--- To do ---
Quote, word for word, every line starting at the line that contains "mark a point on the carved palmette" and ending with the last line of the records; include both of these lines and no others.

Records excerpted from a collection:
_____
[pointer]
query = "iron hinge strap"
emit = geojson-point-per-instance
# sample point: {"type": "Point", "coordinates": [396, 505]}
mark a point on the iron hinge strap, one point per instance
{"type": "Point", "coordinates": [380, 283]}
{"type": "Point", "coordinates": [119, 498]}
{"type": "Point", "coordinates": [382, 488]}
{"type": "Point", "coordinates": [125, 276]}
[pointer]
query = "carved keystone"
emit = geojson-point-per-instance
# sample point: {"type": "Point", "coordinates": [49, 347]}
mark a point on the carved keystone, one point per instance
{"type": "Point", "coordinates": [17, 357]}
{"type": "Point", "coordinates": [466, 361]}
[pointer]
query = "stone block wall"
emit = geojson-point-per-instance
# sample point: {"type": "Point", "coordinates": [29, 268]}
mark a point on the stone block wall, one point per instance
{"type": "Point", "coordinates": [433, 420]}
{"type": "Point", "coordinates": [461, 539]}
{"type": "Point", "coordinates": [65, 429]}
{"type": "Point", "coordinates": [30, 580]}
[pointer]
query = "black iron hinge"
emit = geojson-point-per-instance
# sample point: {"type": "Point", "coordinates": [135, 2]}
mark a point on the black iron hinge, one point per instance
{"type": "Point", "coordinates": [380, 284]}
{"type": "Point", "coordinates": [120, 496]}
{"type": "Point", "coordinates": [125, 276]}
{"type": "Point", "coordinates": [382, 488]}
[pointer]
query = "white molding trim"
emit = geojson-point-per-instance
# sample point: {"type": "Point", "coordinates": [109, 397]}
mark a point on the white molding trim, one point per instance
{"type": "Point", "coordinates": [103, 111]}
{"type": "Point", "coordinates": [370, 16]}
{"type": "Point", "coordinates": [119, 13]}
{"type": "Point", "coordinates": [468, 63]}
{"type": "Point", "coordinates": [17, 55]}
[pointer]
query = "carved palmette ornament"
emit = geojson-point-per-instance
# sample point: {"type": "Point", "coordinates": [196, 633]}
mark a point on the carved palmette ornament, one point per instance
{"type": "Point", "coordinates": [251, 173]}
_____
--- Your response ---
mark a point on the carved palmette ornament, one point per instance
{"type": "Point", "coordinates": [251, 173]}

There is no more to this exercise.